» Your task: Pick up the piece below about pianist David Northington's retirement and his Chopin waltz concert, and keep writing from the end of its last paragraph.

After almost forty years of teaching at the University of Tennessee, Professor David Northington will retire at the end of the 2015–16 academic year. He will celebrate by performing a tribute to Chopin at one of his final concerts on Sunday.

Northington will present “A Waltz Through the Life of Chopin” at 4:00 p.m. on Sunday, November 8, in the Sandra G. Powell Recital Hall at UT’s Natalie L. Haslam Music Center. It is free and open to the public.

“The performance will explore Chopin’s life through his waltzes, with related commentary to significant events and persons in his life, his joys, and his sorrows,” Northington said.

Northington said he thinks punctuating the concert with historical anecdotes about Chopin’s life will help the audience enjoy and appreciate the waltzes even more.

While Northington has played at concert halls in more than thirteen countries around the world, he’s really looking forward to this concert.

“It’s very sentimental for me to play here, at UT, in front of my students. I have so many people, not only university friends and colleagues, but also people in town and wonderful supporters who have attended my concerts throughout the years,” he said. “To be able to play for these friends and people is the most special of all.”

Northington started playing piano at the age of six. His parents always told him that he was a performer and he grew up surrounded by music. His mother was a pianist, his father was a jazz musician who played the saxophone and clarinet, and his uncles all played instruments as well.

“That, combined with my entertaining nature, led me to play the piano,” Northington said.

He discovered his real passion for piano, though, after attending the first Georgia Governor’s Honors Program following his junior year of high school.

Northington has won top honors in the Concert Artists Guild Competition, the East/West Artists Competition, the American Music Scholarship Association’s International Piano Competition, and the Fourth Gina Bachauer International Piano Competition.

» Raw data:
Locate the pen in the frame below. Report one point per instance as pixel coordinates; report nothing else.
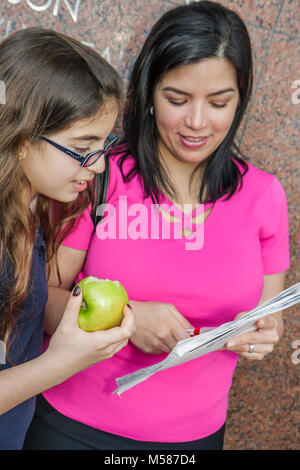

» Exercise result:
After being selected as an Artistic Ambassador for the United States in 1985, Northington toured extensively in France, Spain, and Portugal. He has played four concert tours and taught master classes in leading conservatories in China.

His teaching awards include the Tennessee Music Teachers Association’s Teacher of the Year Award and the Tennessee Governor’s School of the Arts’ Outstanding Teacher Award.

When Northington came to UT in 1978, he and his wife did not know they would be here until he retired.

“We fell in love with East Tennessee and its rolling hills, the beauty, and the four seasons, none of them too harsh. We had been in Michigan; New Haven, Connecticut; upper state Connecticut; and Massachusetts. We had experienced a lot of severe weather in those locations,” Northington said.

The Northingtons’ two children, both born in Tennessee, are now UT graduates.

“Teaching has allowed me to share my enthusiasm and energy for music and the piano with many students over the years,” he said. “It has also enabled me to grow enormously as a musician and an artist because we learn a lot more from our students than they do from us.”

“There’s no question that I’m going to miss the energy that I get from my students. They energize me, they innovate me and they make me feel probably ten years younger.”

For more information about the concert, visit music.utk.edu/events.

For more information about David Northington, visit davidnorthington.com.

C O N T A C T :

Amy Blakely (865-974-5034, ablakely@utk.edu)

Landin Fleres (865-974-8935, lfleres@utk.edu)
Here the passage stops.